■ Problem requirements ■
Render the lines starting at the beginning of the records and ending at the line that contains "Query: person's leg" as a numbered list, skipping any blank lines. Leave the pictures out of your answer.

[Dataset records]
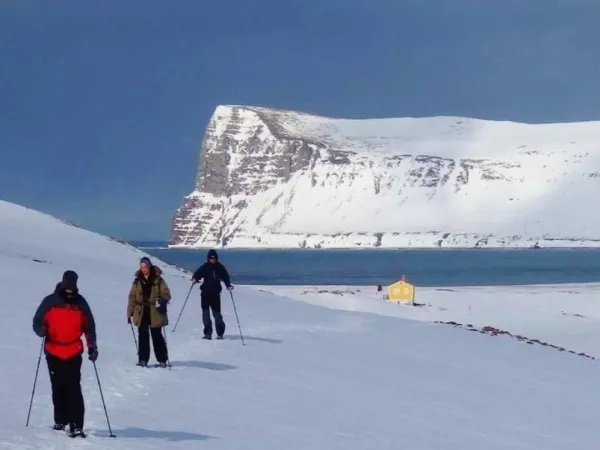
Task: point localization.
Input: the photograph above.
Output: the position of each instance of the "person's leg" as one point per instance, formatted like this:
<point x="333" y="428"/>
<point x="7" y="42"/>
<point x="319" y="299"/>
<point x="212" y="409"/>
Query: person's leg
<point x="57" y="383"/>
<point x="205" y="305"/>
<point x="144" y="337"/>
<point x="215" y="305"/>
<point x="74" y="394"/>
<point x="158" y="342"/>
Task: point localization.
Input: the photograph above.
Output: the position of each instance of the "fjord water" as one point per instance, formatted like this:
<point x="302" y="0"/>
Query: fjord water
<point x="424" y="267"/>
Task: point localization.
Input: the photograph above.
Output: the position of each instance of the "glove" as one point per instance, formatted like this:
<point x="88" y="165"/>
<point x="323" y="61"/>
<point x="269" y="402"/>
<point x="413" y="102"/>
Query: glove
<point x="92" y="353"/>
<point x="161" y="305"/>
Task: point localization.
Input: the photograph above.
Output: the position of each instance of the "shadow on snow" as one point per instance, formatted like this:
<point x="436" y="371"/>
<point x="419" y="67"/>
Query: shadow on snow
<point x="203" y="365"/>
<point x="252" y="338"/>
<point x="171" y="436"/>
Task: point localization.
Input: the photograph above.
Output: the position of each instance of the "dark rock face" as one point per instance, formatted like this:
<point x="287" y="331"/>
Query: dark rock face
<point x="253" y="159"/>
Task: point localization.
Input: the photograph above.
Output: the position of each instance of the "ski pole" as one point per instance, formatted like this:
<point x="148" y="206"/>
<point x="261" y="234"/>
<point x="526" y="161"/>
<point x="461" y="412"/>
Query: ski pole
<point x="167" y="348"/>
<point x="182" y="308"/>
<point x="237" y="318"/>
<point x="134" y="338"/>
<point x="103" y="403"/>
<point x="35" y="381"/>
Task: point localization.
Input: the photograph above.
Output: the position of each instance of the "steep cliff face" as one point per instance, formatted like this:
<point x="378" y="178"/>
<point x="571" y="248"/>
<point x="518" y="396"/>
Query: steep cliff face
<point x="271" y="178"/>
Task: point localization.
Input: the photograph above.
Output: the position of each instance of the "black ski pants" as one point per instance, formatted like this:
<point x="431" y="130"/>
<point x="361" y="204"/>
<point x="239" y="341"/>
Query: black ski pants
<point x="65" y="379"/>
<point x="158" y="341"/>
<point x="212" y="302"/>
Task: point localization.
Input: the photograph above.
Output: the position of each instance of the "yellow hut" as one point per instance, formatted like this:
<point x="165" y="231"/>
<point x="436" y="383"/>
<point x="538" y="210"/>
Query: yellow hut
<point x="401" y="291"/>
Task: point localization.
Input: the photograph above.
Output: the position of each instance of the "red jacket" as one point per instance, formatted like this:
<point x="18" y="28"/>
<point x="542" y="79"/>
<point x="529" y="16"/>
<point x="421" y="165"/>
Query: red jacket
<point x="66" y="320"/>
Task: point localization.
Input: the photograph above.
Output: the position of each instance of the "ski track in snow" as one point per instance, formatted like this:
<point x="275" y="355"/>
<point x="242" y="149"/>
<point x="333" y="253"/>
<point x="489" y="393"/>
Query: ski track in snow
<point x="310" y="376"/>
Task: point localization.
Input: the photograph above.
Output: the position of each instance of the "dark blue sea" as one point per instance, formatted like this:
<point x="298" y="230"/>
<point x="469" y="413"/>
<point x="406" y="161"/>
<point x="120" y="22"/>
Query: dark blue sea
<point x="435" y="267"/>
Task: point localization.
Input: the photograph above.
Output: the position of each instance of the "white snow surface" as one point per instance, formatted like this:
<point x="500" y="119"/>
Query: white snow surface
<point x="311" y="376"/>
<point x="396" y="182"/>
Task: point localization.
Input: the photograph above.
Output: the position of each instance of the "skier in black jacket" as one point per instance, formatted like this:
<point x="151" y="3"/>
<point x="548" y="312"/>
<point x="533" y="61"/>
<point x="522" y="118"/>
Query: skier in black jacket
<point x="212" y="273"/>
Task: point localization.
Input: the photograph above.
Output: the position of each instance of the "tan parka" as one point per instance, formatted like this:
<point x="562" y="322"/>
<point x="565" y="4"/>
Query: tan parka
<point x="136" y="299"/>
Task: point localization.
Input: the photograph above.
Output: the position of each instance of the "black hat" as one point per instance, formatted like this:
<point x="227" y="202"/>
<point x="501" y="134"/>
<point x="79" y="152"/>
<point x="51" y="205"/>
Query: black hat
<point x="212" y="253"/>
<point x="146" y="260"/>
<point x="69" y="281"/>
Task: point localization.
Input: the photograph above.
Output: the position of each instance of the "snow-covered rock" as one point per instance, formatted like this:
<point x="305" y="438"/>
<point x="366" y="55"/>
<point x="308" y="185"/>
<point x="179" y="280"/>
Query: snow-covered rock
<point x="273" y="178"/>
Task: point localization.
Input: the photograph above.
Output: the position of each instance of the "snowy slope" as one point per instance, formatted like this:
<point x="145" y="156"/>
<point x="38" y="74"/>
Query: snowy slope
<point x="271" y="178"/>
<point x="309" y="377"/>
<point x="564" y="315"/>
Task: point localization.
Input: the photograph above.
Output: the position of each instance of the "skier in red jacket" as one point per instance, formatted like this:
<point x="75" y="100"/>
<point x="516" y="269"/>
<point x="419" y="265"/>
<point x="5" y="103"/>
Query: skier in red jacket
<point x="62" y="318"/>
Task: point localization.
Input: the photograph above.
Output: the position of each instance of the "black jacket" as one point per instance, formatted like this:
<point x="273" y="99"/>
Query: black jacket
<point x="212" y="274"/>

■ Reply to the exercise ■
1. Task: point localization.
2. Input: the photograph above.
3. Output: the position of each instance of the "person's leg" as one point per instance, formatted like this:
4. <point x="333" y="428"/>
5. <point x="7" y="42"/>
6. <point x="319" y="299"/>
7. <point x="212" y="409"/>
8. Query: person's leg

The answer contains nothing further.